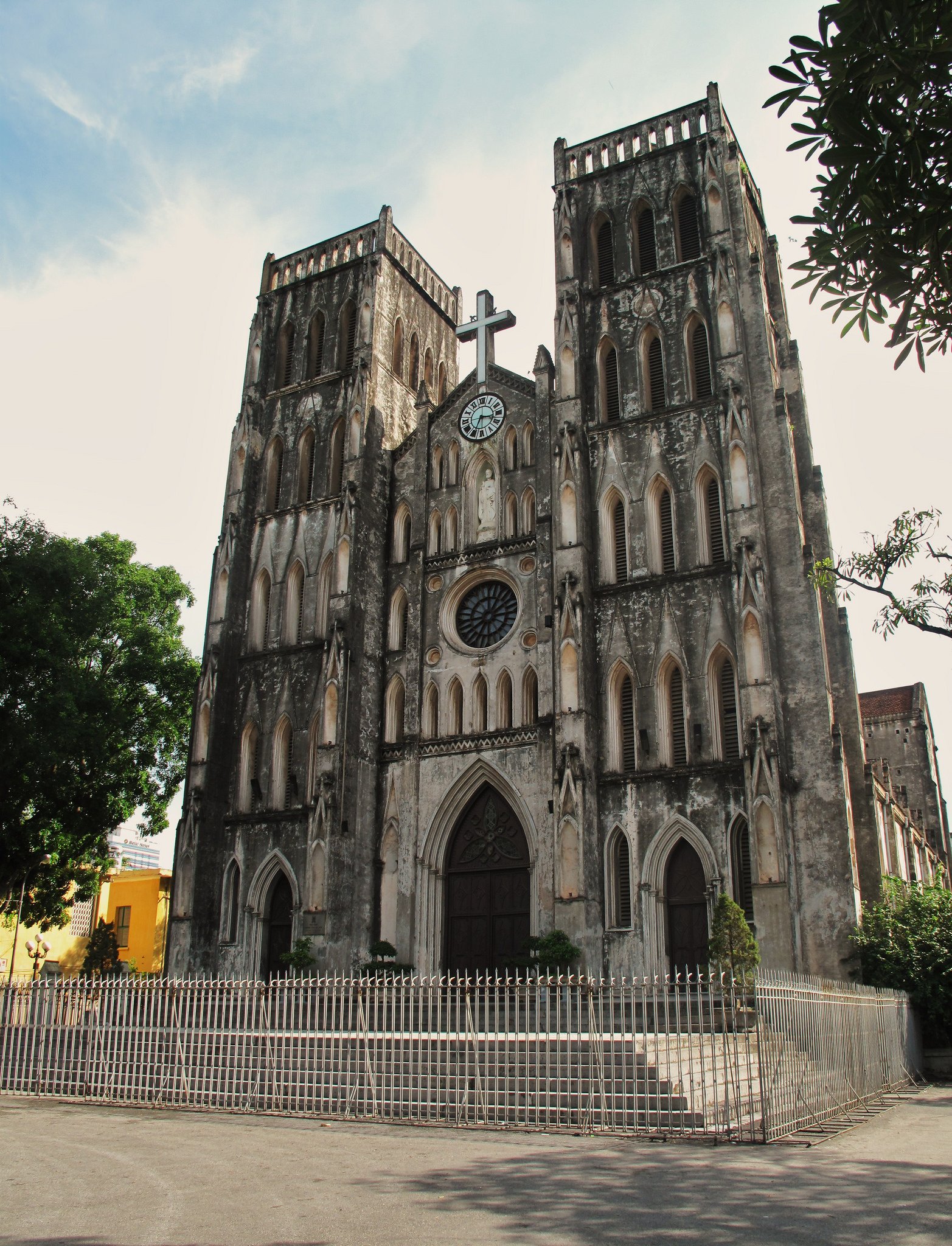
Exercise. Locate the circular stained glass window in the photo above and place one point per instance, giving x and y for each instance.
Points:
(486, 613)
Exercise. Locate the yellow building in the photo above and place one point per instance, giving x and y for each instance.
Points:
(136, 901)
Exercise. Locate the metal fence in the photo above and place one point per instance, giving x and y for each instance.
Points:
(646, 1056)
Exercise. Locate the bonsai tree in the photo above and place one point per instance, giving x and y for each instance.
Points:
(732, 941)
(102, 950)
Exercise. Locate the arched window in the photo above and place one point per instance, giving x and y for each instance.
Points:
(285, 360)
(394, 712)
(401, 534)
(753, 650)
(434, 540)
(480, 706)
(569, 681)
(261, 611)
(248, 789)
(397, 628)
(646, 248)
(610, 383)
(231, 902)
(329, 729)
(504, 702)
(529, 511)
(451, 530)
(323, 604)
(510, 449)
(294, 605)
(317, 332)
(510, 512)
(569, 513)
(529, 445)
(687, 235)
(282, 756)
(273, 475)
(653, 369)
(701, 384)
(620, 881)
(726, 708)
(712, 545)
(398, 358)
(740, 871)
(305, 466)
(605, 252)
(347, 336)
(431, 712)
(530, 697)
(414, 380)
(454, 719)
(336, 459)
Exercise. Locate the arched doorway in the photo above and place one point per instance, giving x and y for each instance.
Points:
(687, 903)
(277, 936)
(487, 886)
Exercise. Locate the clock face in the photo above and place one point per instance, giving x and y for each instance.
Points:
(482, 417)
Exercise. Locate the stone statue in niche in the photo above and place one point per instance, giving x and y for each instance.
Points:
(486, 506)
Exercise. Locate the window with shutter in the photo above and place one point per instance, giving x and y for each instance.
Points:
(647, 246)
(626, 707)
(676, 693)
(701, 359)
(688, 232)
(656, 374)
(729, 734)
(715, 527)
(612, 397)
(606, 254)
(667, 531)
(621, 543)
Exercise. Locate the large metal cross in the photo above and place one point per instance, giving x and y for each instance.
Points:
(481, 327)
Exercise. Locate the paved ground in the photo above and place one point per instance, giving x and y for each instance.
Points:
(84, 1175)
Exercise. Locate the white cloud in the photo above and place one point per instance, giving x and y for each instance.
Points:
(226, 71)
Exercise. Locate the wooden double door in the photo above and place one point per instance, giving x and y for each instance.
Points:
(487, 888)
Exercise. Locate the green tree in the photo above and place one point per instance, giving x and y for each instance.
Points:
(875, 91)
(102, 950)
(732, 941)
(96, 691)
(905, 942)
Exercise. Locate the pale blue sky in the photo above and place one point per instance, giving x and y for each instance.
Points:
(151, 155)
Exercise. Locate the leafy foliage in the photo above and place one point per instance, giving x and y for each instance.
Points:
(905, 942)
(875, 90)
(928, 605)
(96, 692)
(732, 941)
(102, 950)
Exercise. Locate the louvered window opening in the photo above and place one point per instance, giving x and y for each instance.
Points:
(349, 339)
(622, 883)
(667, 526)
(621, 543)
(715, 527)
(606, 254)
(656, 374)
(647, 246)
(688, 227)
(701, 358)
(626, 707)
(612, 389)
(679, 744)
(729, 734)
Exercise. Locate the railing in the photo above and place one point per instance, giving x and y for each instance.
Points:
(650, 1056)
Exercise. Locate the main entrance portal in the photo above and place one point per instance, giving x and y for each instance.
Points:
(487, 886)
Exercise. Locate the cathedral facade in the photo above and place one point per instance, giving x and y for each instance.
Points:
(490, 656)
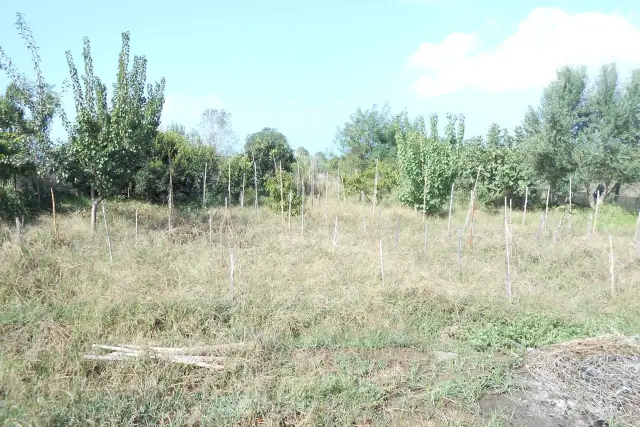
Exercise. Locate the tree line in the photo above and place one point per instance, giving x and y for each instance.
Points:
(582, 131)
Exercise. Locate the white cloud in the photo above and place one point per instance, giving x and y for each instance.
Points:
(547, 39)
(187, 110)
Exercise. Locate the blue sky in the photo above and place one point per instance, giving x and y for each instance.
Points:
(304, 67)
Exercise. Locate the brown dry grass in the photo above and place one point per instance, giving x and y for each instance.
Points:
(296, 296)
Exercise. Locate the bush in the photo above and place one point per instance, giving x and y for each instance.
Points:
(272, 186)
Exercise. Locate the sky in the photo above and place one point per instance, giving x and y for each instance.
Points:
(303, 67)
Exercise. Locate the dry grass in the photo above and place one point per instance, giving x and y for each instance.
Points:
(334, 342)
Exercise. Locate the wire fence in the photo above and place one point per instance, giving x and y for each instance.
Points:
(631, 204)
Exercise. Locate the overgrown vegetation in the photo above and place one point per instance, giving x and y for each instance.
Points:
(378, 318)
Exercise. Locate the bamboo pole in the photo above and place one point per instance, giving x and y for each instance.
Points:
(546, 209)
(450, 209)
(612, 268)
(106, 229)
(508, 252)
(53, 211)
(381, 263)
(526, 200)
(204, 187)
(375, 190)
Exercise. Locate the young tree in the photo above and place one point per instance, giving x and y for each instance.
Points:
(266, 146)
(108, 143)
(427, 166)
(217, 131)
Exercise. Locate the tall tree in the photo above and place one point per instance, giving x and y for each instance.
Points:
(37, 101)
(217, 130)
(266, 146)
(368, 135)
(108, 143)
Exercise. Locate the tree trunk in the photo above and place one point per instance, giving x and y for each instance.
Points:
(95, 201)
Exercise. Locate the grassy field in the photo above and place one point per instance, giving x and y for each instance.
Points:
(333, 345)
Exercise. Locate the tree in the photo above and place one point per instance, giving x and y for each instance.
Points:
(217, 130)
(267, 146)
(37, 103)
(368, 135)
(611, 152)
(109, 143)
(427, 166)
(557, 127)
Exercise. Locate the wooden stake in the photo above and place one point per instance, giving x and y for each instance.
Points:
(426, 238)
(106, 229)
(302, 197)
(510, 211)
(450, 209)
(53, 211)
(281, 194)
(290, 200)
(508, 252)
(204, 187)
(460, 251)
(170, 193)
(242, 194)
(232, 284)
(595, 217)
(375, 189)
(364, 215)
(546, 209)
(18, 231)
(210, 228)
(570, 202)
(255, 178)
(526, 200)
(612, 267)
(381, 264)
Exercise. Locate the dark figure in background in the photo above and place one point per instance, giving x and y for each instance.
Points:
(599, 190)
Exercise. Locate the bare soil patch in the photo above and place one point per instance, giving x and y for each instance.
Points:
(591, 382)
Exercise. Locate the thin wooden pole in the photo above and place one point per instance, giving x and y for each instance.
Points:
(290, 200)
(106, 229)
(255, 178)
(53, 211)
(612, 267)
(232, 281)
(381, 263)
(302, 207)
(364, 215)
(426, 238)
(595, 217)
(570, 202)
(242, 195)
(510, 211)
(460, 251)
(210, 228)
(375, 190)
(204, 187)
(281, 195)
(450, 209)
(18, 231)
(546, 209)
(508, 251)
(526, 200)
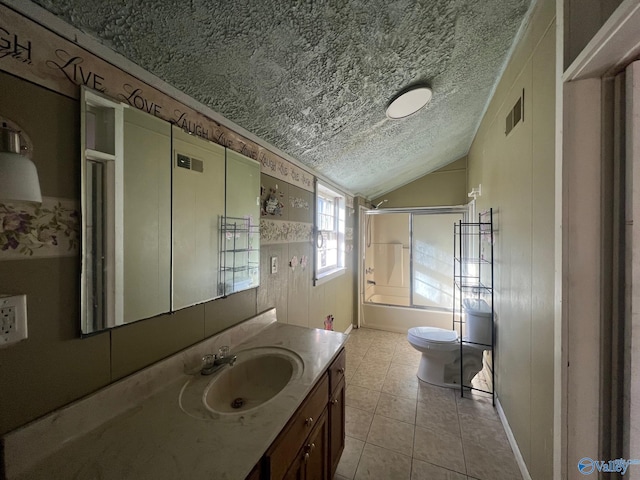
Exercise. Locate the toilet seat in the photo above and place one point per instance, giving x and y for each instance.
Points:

● Short task
Quote all the records verbatim, dropping any pictures from your copy.

● Finished answer
Exercise. Locate the circular stained glass window in the photo above and place one point per instance, giving x and y for each instance.
Points:
(486, 613)
Exercise. Locate the yellow building in the photo above and place one point per instance, giving x and y for each instance.
Points:
(136, 901)
Exercise. Locate the metal fence in the photo above and place one point per instance, giving x and y for each instance.
Points:
(646, 1056)
Exercise. Locate the bonsai tree in the photo above and place one point per instance, giving x and y for each instance.
Points:
(732, 941)
(102, 950)
Exercise. Locate the arched window in the photo above and place one point per instance, giving x and y for each instance.
Points:
(285, 360)
(394, 712)
(401, 534)
(753, 650)
(434, 540)
(480, 706)
(569, 681)
(261, 611)
(248, 789)
(397, 628)
(646, 248)
(610, 383)
(231, 902)
(329, 729)
(504, 702)
(529, 511)
(451, 530)
(323, 604)
(510, 449)
(294, 605)
(317, 332)
(510, 512)
(569, 513)
(529, 445)
(687, 235)
(282, 756)
(273, 475)
(653, 369)
(701, 384)
(620, 881)
(726, 708)
(712, 545)
(398, 358)
(740, 871)
(305, 466)
(605, 252)
(347, 336)
(431, 712)
(530, 697)
(414, 380)
(454, 719)
(336, 459)
Exercise. Locate the arched doorway in the photo above and place one point per instance, giving x and y for each instance.
Points:
(687, 903)
(277, 936)
(487, 886)
Exercise. Locate the clock face in the photo above and place one point per instance, giving x and y for each instance.
Points:
(482, 417)
Exercise. Locate the stone statue in niche in the photo above and place one point per instance, giving x and y for each instance.
Points:
(486, 506)
Exercise. Locate the window with shutter in the photo above and place one point per instance, giving x and y for each instance.
Points:
(647, 246)
(626, 707)
(676, 693)
(701, 359)
(688, 232)
(656, 374)
(729, 734)
(715, 527)
(612, 397)
(606, 254)
(667, 531)
(621, 543)
Exercise. Locate the large metal cross in the photo above and place one point per instance, giving x and y for each instance.
Points:
(481, 327)
Exercise. Locate the paved ground in the photo above and place one point per instance, giving x and y for each instance.
Points:
(84, 1175)
Exercise. Locate the white cloud in the photo above and place one point per instance, giving x and y for each instance.
Points:
(226, 71)
Exercise. Locate the wooden double door in the photo above and place one point per instance, giving x and y for each instance.
Points:
(487, 888)
Exercise. Locate the green tree in the photo above and place one point per instance, giving x and y for each instance.
Points:
(875, 91)
(102, 950)
(732, 941)
(96, 691)
(905, 942)
Exercise. Locate the pale blue sky in the photo above and place one point per instance, giving x and y for each instance.
Points:
(151, 155)
Exercise. Locate the leafy foliage in the photo above and place one point per instance, giving x and y for each instance.
Points:
(905, 942)
(875, 90)
(928, 605)
(96, 692)
(732, 941)
(102, 950)
Exercise. Locate the louvered window opening in the photo above and place one point per instance, giving x and y for each instance.
Points:
(349, 339)
(622, 883)
(667, 526)
(621, 543)
(715, 527)
(606, 254)
(656, 374)
(647, 246)
(688, 227)
(701, 358)
(626, 707)
(612, 389)
(679, 744)
(729, 734)
Exercise. Locate the railing in the photo above and place one point per instance, giving x and y for each instance.
Points:
(650, 1056)
Exercise. Locate the main entrance portal in the photo above and place one point per instance, giving x and y for each instance.
Points:
(487, 886)
Exercise. Locate the cathedral facade in the photo above and place one point per instance, giving x and y for each instance.
Points:
(490, 656)
Exercise. Locate the tree line in the photo above and place one point per instance, giving x and y for each instance.
Points:
(582, 131)
Exercise. Locate the white cloud in the photo above and place one point per instance, giving x and y for each instance.
Points:
(547, 39)
(187, 110)
Exercise. Locate the blue sky in the photo above and place one point per instance, giving x and y for each instance.
Points:
(304, 67)
Exercise. Locate the brown dry grass in the photo above and place one point per instance, giving x and y for each instance.
Points:
(296, 296)
Exercise. Locate the bush in the photo above and place one point per instance, giving x and y for each instance.
Points:
(272, 186)
Exercise. Locate the sky in the photo above and place one point per instance, giving x and y for each instance.
Points:
(303, 67)
Exercise. Locate the dry grass in the photo above and place one point per instance, giving x and y for each instance.
Points:
(334, 342)
Exercise. Locate the wire fence in the photo above and place one point per instance, giving x and y for each instance.
Points:
(631, 204)
Exercise. Locate the overgrown vegetation in the photo above and place one point per instance, giving x and y for each instance.
Points:
(378, 318)
Exercise. Locate the bamboo pole in the photo above and place one point per instance, giving x and y for each instance.
Points:
(546, 209)
(450, 209)
(612, 268)
(106, 229)
(508, 252)
(53, 211)
(381, 263)
(526, 200)
(204, 187)
(375, 190)
Exercise. Locate the young tree in the photo above and place one point per instance, giving x and y for each instance.
Points:
(266, 146)
(108, 143)
(427, 166)
(217, 131)
Exercise. Locate the tall tree in the photo above and place one point per instance, giving x and y for each instance.
Points:
(37, 101)
(217, 130)
(266, 146)
(368, 135)
(108, 143)
Exercise. Locate the tree trunk in the photo above and place one point per instance, giving x and y for each instance.
Points:
(95, 201)
Exercise. Locate the grassy field in the photo above and place one point per instance, giving x and y for each instance.
Points:
(333, 345)
Exercise. Locate the tree in the photo above and place one point per instance, giving x and y for each instance.
Points:
(217, 130)
(267, 146)
(37, 103)
(368, 135)
(611, 152)
(109, 143)
(427, 166)
(557, 127)
Exercise. Locate the wooden stake in the photo above and place one point per instance, giving x and y for each instance.
Points:
(426, 238)
(106, 229)
(302, 197)
(510, 211)
(450, 209)
(53, 211)
(281, 194)
(290, 200)
(508, 252)
(204, 187)
(460, 251)
(170, 193)
(242, 194)
(232, 284)
(595, 217)
(375, 189)
(364, 215)
(546, 209)
(18, 231)
(210, 228)
(570, 202)
(255, 178)
(526, 200)
(612, 267)
(381, 264)
Exercise. Locate the dark figure in background in the photo above and place one point per instance, giving x and y for each instance.
Points:
(599, 190)
Exercise. Locate the bare soil patch in the photo above and place one point per instance, giving x and y for each instance.
Points:
(591, 382)
Exercise. Locate the thin wooden pole in the photo above and place one point per instance, giving x and y for each instance.
Points:
(290, 200)
(106, 229)
(255, 178)
(53, 211)
(612, 267)
(232, 281)
(381, 263)
(302, 207)
(364, 215)
(426, 238)
(595, 217)
(570, 202)
(242, 195)
(510, 211)
(460, 251)
(210, 228)
(375, 190)
(204, 187)
(281, 195)
(450, 209)
(18, 231)
(546, 209)
(508, 251)
(526, 200)
Exercise. Locate the toilet seat in the photo above and place one point per instance, giving x and y for each instance.
Points:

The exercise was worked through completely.